§ DOCUMENT EXCERPT:
In the fuel injection system 10n of Example 14, supply of fuel to each injector 1 is performed such that high-pressure fuels are fed to a coupling connector 4 from two directions of a fuel supply line A where fuel flows through the pressure supply port 2a and the fuel injection pipe 3a and a fuel supply line B where fuel flows through the pressure supply port 2b and the fuel injection pipe 3b, and after pressures of the fuels are averaged in the coupling connector 4, the fuels are supplied from the coupling connector 4 to an injector 1 through a fuel injection pipe 3 to be injected to a corresponding cylinder.
As for the injector 1, one of a type similar to that of Example 2 is used.

A schematic view of fuel injection system of Example 15 is shown in Fig. 21.
A fuel injection system 10o of Example 15 is one for a 5-cylinder diesel internal combustion engine like Example 13 and Example 14.

§ RECORDS SHOWN:
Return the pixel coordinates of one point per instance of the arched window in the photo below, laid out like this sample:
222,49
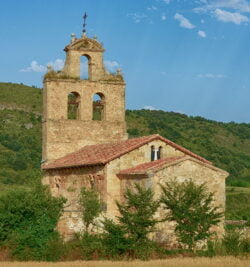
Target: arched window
98,107
73,106
152,153
85,67
159,153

§ WRITTEN PROBLEM:
Quote everything in the fuel injection excerpt from "As for the injector" down to "and Example 14.", word for word.

§ EXERCISE OUTPUT:
As for the injector 1, one of a type similar to that of Example 2 is used.

A schematic view of fuel injection system of Example 15 is shown in Fig. 21.
A fuel injection system 10o of Example 15 is one for a 5-cylinder diesel internal combustion engine like Example 13 and Example 14.